== Source excerpt ==

Wednesday, June 8, 2011

Early summer update

Wow! Time flies when you're having fun, eh?

Before I went away for two weeks in May, I planted out the chile plants we ordered from Cross Country Nurseries, around May 10th or so. I thought it was a bit early, but C. remembered that last year we planted at about the same time and had great success. I think it was colder this year (we had nights in the low 40s where I was in Michigan!), but the plants are still alive and kicking. It's been quite hot the past few days, so I am hoping that they will really kick in the coming weeks. Here are the varieties we're growing this year:

Salmon, Szechwan, Jalapeno Early, Fire, Takatsume, Punjab Small Hot, Mirasol, Carmine, Lester Williams Red, Tasmanian, Chocolate Habanero, and Harold's St. Barts. I've also got seedlings that I grew myself, both on the windowsill and through winter sowing, using seeds that we saved from the previous year: White and Red Habanero, Island Hellfire, and a couple others whose names escape me at the moment. Those plants are going to have to go in pots as I've run out of room in the big garden plot I made last fall! (Laying down cardboard and shredded leaves in the fall to create a new a plot is a really easy, fool-proof approach!) I'm going out of town for the weekend, so I'll take care of those when I get back next week.

I had some success with my winter sowing, even though I had such a late start. I didn't get things planted until February and March! Here's what I ended up with this year, and what I planted in the ground yesterday, all tomatoes.

Black Cherry, Cherokee Purple, Accordion, Bonny Best, Fuzzy Peach, Coyote, Black Krim, Yellow Pear, Black Seaman, and... a mystery volunteer from last year.

In addition to all this, I planted in marigolds, and there are sunflowers, walking onions from my mom's place, strawberries (we just ate some this morning – YUM!), three varieties of garlic, two varieties of peas, Mexican cucumber. These were all winter sown. I also bought from a local nursery some Brussels sprouts plants and chives, as well as a couple hot cherry pepper plants (not that we needed them, really). I'll also be adding in some pansies to the main garden plot, and after doing some reading about companion planting would like to add some nasturtium and zinnia.

All in all, this has been a fun and successful planting. Now, the waiting – will things grow? Will they flourish?

===

To do =>
Name every plant the early summer update says was bought from a local nursery.

== Given material ==

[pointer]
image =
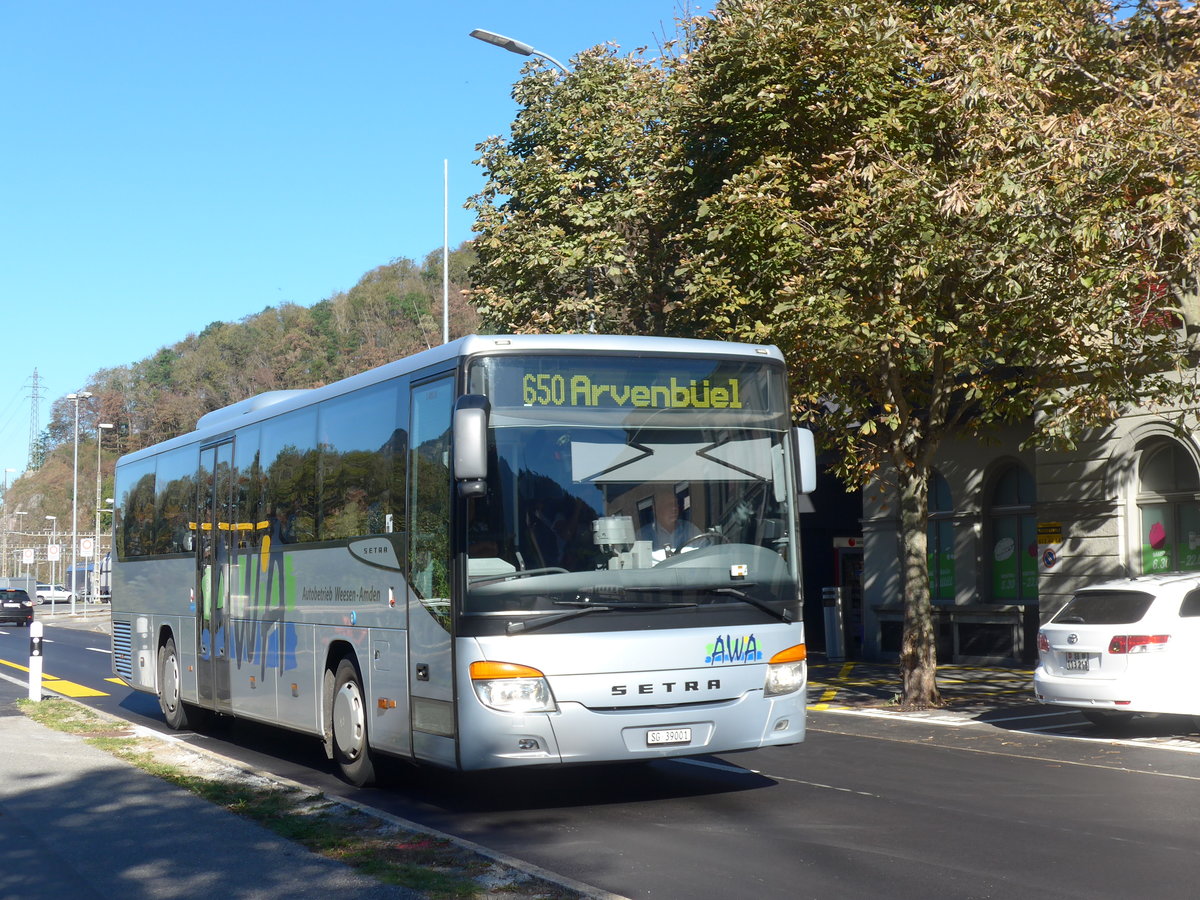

===

The reply =>
Brussels sprouts plants, chives, and hot cherry pepper plants.